Exercise input:
=-=-=

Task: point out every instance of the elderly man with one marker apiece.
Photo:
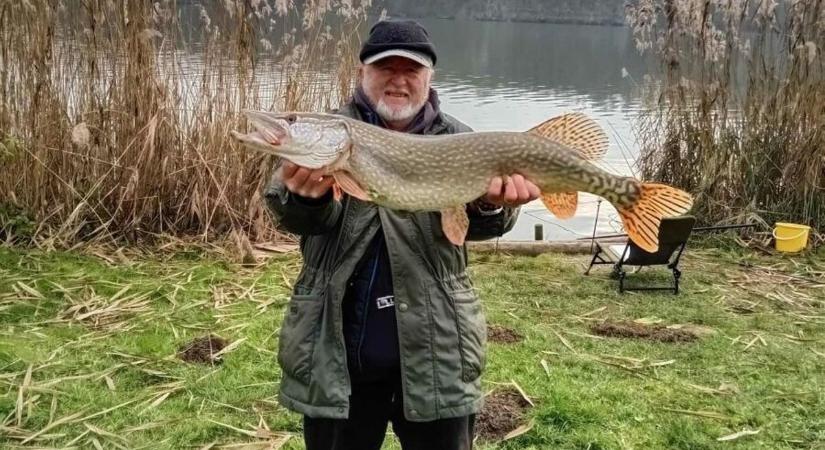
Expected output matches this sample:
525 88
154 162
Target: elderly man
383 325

=-=-=

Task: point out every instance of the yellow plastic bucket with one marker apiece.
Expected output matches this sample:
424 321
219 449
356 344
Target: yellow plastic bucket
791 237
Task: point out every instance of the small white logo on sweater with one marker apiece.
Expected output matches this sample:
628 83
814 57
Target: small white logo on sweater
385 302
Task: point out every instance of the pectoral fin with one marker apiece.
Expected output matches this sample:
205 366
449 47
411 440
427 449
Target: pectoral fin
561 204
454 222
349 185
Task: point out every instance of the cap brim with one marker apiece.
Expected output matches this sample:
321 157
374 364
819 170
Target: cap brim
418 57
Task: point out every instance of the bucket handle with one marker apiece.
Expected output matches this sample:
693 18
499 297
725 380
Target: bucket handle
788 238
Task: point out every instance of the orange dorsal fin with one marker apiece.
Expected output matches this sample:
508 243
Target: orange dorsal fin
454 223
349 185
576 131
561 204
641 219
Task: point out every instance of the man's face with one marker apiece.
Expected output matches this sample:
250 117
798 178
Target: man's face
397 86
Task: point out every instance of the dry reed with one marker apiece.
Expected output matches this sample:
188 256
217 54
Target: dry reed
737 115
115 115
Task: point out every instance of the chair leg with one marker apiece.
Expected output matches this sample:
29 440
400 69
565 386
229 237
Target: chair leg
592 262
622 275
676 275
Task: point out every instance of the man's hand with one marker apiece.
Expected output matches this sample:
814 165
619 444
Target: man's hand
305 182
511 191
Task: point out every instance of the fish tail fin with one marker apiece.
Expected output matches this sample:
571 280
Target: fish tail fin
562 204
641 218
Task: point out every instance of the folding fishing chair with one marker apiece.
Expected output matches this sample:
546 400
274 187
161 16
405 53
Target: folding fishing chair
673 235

=-=-=

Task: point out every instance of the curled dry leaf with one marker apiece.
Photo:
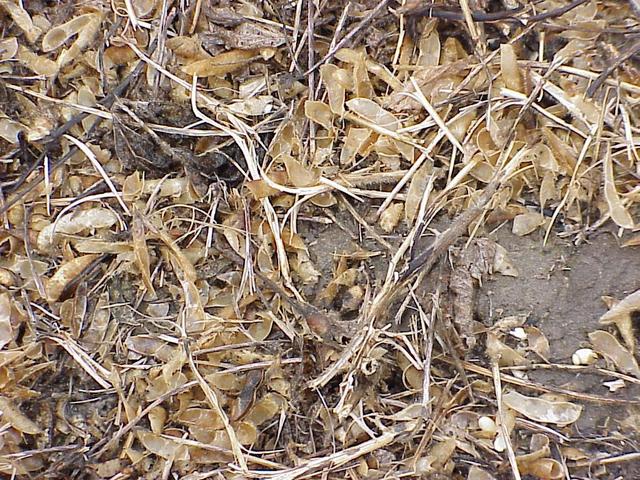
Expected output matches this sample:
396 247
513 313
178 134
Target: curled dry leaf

=-=-=

Task statement: From the lines above, copy out each one that contains the string "fishing". Uppercase and lowercase must match exactly.

Answer for this exercise:
Task: point out every instance of the folding fishing chair with one marker apiece.
Target: folding fishing chair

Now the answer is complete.